*Task set:*
A. In the CCA highlights feature below, which two artists lead the Unicorn Enchilada workshop?
B. From the CCA highlights feature below, extract the passage that begins at the words "CCA Highlights: July/August" and stops after the words "Jul to 3 Sep.".

CCA Highlights: July/August 2017

Feature by Sebastian Fisher | 12 Jul 2017

Summer has come! Enjoy 11pm plays of light, midges on the Isle of Skye and open-topped convertibles screeching towards euphoric sunsets as you blast through bottles of ice-chilled Bru. The CCA is ready for the long evenings with its steady plethora of vitalising events for you, artful consumer, to enjoy.

The House that Heals the Soul is a stunning celebration of the importance of libraries as a place of refuge, of history, and of discovery, and how we can nurture and protect this most essential of public places. There are also workshops on self-publishing, book exchanges and – fantastically enough – it’s also a library, so go borrow a book from 22 Jul to 3 Sep.

Eat everything! Especially insects! Which, it must be noted, are a brilliant source of protein, cheap to acquire and delicious in the right contexts. Children are given the opportunity to explore Scottish and Mexican food culture in a hands-on workshop that lets them venerate their food with altars, paint frescoes with the blood-red bug cochineal, and encourage them to explore healthy eating with insects. Give your children a magical and tasty adventure at Unicorn Enchilada with Scottish artists Sally Hackett and Greer Pester on 20 Jul.

*Provided records:*
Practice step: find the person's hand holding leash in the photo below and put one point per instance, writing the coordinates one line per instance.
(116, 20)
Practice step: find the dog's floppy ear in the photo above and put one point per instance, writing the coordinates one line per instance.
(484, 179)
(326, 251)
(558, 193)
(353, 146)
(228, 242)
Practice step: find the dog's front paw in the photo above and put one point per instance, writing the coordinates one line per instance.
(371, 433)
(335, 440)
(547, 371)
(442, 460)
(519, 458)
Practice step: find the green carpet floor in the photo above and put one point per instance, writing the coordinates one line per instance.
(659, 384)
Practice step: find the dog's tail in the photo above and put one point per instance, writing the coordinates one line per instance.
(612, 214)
...
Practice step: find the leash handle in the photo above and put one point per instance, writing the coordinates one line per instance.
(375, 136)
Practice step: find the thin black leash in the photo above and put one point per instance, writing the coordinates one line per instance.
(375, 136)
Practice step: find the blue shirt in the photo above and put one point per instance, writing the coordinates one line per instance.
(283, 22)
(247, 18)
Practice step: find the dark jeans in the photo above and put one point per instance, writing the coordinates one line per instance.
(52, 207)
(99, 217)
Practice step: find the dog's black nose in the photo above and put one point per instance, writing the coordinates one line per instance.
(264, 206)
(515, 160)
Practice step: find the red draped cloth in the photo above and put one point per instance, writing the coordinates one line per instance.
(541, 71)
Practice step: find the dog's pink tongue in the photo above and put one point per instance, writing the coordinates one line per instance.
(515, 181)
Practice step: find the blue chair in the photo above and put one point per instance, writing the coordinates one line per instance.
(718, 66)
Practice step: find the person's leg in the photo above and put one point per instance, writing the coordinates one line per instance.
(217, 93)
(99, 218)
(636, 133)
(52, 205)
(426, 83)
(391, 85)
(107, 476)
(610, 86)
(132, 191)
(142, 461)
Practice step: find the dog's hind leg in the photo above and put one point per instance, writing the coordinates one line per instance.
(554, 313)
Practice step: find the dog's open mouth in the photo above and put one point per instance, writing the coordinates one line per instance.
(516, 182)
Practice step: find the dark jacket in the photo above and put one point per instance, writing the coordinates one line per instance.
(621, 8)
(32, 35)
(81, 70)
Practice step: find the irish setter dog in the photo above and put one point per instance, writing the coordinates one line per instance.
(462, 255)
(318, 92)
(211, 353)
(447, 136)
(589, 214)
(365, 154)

*Per-task outputs:*
A. Sally Hackett and Greer Pester

B.
CCA Highlights: July/August 2017

Feature by Sebastian Fisher | 12 Jul 2017

Summer has come! Enjoy 11pm plays of light, midges on the Isle of Skye and open-topped convertibles screeching towards euphoric sunsets as you blast through bottles of ice-chilled Bru. The CCA is ready for the long evenings with its steady plethora of vitalising events for you, artful consumer, to enjoy.

The House that Heals the Soul is a stunning celebration of the importance of libraries as a place of refuge, of history, and of discovery, and how we can nurture and protect this most essential of public places. There are also workshops on self-publishing, book exchanges and – fantastically enough – it’s also a library, so go borrow a book from 22 Jul to 3 Sep.